## Problem statement
Give each entry back by retyping it exactly as written.

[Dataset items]
=== Section Start ===

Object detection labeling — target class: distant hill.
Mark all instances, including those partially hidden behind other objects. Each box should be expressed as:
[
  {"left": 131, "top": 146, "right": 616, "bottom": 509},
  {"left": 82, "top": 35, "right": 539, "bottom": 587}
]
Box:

=== Section End ===

## Response area
Object detection labeling — target class: distant hill.
Mark all instances, including those partially hidden behind other objects. Each box should be expressed as:
[
  {"left": 131, "top": 146, "right": 616, "bottom": 509},
  {"left": 82, "top": 35, "right": 539, "bottom": 587}
]
Box:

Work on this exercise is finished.